Pointing dataset excerpts:

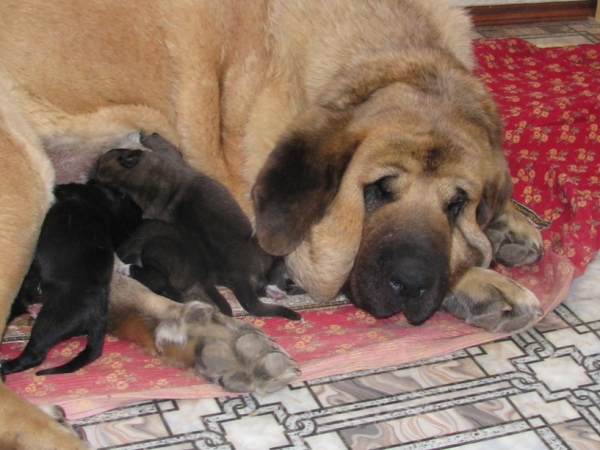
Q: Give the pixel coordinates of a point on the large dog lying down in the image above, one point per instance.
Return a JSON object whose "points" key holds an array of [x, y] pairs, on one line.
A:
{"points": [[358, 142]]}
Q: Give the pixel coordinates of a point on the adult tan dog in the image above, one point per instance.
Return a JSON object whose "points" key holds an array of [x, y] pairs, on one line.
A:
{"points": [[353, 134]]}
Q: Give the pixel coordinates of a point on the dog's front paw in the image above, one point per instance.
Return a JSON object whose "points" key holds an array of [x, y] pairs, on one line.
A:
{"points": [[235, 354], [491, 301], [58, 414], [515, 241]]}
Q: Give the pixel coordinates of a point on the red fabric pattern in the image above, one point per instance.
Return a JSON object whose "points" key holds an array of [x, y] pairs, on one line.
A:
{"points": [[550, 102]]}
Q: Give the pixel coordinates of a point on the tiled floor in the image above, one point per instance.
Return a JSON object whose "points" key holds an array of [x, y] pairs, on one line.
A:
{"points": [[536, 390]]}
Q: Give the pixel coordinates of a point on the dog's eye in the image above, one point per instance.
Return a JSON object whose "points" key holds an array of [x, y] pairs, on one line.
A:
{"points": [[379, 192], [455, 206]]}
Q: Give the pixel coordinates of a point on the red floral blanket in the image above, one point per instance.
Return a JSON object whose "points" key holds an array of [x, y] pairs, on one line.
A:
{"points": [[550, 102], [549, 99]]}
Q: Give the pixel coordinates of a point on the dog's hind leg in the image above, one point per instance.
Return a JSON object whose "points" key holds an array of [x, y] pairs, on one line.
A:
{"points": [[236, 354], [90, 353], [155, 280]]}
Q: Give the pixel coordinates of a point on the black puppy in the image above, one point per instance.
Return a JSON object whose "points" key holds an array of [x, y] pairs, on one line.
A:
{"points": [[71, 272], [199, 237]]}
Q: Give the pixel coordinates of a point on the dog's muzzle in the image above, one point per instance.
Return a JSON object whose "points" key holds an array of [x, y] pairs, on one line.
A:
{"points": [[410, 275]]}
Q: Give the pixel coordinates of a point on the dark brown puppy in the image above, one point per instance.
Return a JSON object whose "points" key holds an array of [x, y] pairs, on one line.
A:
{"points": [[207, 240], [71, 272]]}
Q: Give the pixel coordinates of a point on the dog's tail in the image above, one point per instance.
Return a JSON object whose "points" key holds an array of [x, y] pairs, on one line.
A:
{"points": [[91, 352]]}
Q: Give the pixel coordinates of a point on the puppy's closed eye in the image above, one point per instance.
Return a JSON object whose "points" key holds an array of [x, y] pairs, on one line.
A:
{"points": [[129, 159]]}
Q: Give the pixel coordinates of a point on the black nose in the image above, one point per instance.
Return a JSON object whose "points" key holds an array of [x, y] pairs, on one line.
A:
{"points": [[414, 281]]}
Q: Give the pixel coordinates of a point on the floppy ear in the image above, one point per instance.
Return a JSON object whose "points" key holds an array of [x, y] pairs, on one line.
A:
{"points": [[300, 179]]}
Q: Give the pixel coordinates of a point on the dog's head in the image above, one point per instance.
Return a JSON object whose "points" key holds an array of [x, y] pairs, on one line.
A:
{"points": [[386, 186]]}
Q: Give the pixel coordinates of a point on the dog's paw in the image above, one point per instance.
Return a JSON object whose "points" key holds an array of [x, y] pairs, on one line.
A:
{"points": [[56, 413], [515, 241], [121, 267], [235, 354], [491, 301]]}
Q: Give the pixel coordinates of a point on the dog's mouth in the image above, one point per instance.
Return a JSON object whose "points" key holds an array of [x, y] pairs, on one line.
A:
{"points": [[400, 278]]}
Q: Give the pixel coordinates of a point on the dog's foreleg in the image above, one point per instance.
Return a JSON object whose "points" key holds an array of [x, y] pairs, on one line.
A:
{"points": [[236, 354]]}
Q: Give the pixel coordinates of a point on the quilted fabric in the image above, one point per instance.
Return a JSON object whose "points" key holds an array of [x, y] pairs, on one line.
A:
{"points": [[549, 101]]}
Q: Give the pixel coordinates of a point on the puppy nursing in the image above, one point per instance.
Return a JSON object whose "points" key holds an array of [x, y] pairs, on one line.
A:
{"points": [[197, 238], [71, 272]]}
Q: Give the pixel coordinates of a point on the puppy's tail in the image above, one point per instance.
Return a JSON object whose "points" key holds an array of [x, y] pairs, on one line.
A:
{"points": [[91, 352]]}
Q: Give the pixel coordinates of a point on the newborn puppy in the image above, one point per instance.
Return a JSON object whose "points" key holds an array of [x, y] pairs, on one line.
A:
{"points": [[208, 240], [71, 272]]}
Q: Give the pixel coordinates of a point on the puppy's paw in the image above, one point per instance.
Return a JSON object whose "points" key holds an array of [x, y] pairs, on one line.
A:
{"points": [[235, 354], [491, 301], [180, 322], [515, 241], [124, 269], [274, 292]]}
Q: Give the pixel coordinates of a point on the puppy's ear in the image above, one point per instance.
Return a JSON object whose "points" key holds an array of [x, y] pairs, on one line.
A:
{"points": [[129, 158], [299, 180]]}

- _Written task_:
Take the listing and print it again exactly, but without any pictures.

- _Complete output_:
Q: Give the pixel coordinates of a point on the large dog lying down in the image above, one point per instance.
Return a JSON object whose "points" key holds an array of [x, y] pairs, on one line.
A:
{"points": [[358, 142]]}
Q: Give the pixel coordinates of a point on the adult tan dog in the image above, one point per instance.
Return a JSON object whose "points" key holds an array of [x, y] pairs, on one line.
A:
{"points": [[353, 134]]}
Q: Give the pixel coordinates of a point on the dog's front paw in the image above, one point per instance.
Return a JSON object whose "points" key holds an array of [x, y] pairs, on one line.
A:
{"points": [[235, 354], [491, 301], [58, 414], [515, 241]]}
Q: Give the pixel coordinates of a point on the red fabric pattern in the image above, one point per instance.
Return a JSON object whose "points" key holds an array of [x, y] pairs, on one line.
A:
{"points": [[550, 102]]}
Q: Give the pixel coordinates of a point on the tiled floor in the image above, one point per instance.
Return a JSON object whose "points" key holds an array of [x, y] pairs, on one line.
A:
{"points": [[536, 390]]}
Q: Give the pixel coordinates of a point on the dog's eye in the image above, one point per instance.
Return a JSON object whose "points" key holds an array of [x, y] pairs, on one line.
A:
{"points": [[379, 192], [455, 206]]}
Q: Give the pixel coordinates of a point on the red floral blanket in the image above, one point per instance.
Return a JSON object whose "points" key holds an array of [x, y] pairs, on one line.
A:
{"points": [[550, 102], [549, 99]]}
Q: Give the pixel coordinates of a point on the dog's hind leg in the image above, one point per instance.
Return a JSON object whose "points" key holds an array of [x, y] pairs, on one line.
A:
{"points": [[236, 354], [90, 353], [155, 280]]}
Q: Give the pixel coordinates of a point on the black puppy in the image above, one point per instance.
Return a JSON object whose "points" key holds an array of [x, y] pairs, on one line.
A:
{"points": [[71, 272], [199, 237]]}
Q: Give the pixel coordinates of a point on the dog's muzzle in the image above, one point per instance.
Return a JSON object whose "points" key holds an array of [x, y] pairs, on one line.
A:
{"points": [[410, 275]]}
Q: Give the pixel coordinates of a point on the dark brown puppy in the image above, one point per instance.
Return a JSON object whose "points" key holds an array of [x, y] pairs, on one line.
A:
{"points": [[207, 240], [71, 272]]}
Q: Give the pixel coordinates of a point on the dog's tail in the image above, one point per instance.
Return a JSON object whose "points" key holds an array of [x, y] pairs, on one line.
A:
{"points": [[91, 352]]}
Q: Give the pixel coordinates of a point on the puppy's closed eye in the image above, one point per instance.
Return a JSON object whose "points" key holds an array of [x, y] pairs, on one line.
A:
{"points": [[129, 159]]}
Q: Give the pixel coordinates of a point on the black nose in the image above, one point per instance.
Return a JSON object whose "points" key holds an array of [x, y] pairs, on one line.
A:
{"points": [[414, 281]]}
Q: Give the pixel coordinates of a point on the floppy ear in the image above, one point per instance.
Return a JSON object whose "points" key holds an array of [x, y] pairs, on one line.
A:
{"points": [[300, 179]]}
Q: Give the pixel coordinates of a point on the dog's head in the image above, one point per instance.
Return a JSON object whose "points" key holds an array of [x, y] pairs, on one line.
A:
{"points": [[386, 186]]}
Q: Give the pixel coordinates of a point on the dog's paw in the image above, one point per instance.
Return a JSON object whose "points" key holds an array of [x, y] pairs, on one line.
A:
{"points": [[56, 413], [515, 241], [121, 267], [235, 354], [491, 301]]}
Q: Give the pixel coordinates of a point on the dog's mouth in the image above, one point per instance.
Return a JSON object whose "points" key holds an array of [x, y] pairs, on one line.
A:
{"points": [[400, 278]]}
Q: Give the pixel coordinates of a point on the dog's foreleg in the image above, one point per instance.
Return a JSON object whose "points" key holds an array of [x, y] pairs, on one line.
A:
{"points": [[236, 354]]}
Q: Give the pixel coordinates of a point on the quilted fabric in the image above, one point per instance.
Return a JSON object whose "points" key holds an array of [x, y] pairs, on one line.
A:
{"points": [[549, 101]]}
Q: Give the pixel coordinates of a point on the puppy nursing in the image above, one point per instance.
Return a JSON object whose "points" key holds an array of [x, y] pairs, on one line.
A:
{"points": [[197, 238], [71, 272]]}
Q: Give the pixel coordinates of a point on the puppy's tail in the image above, one point per instance.
Return a JSON object whose "points" key holds an array of [x, y] pairs, on one line.
A:
{"points": [[91, 352]]}
Q: Give the pixel coordinates of a point on the newborn puppy in the image above, one point per instance.
Return a JSON object whose "points" key holds an array of [x, y] pairs, on one line.
A:
{"points": [[208, 240], [71, 272]]}
Q: Give the pixel coordinates of a point on the puppy's paw in the image above, one point per instance.
Return a JSON object whose "points" key holds an array of [x, y] pairs, on one line.
A:
{"points": [[235, 354], [491, 301], [180, 322], [515, 241], [124, 269], [274, 292]]}
Q: Give the pixel coordinates of a point on the puppy's ear in the image above, one point per instance.
Return a JSON object whose "points" key holds an array of [x, y] pairs, on one line.
A:
{"points": [[129, 158], [299, 180]]}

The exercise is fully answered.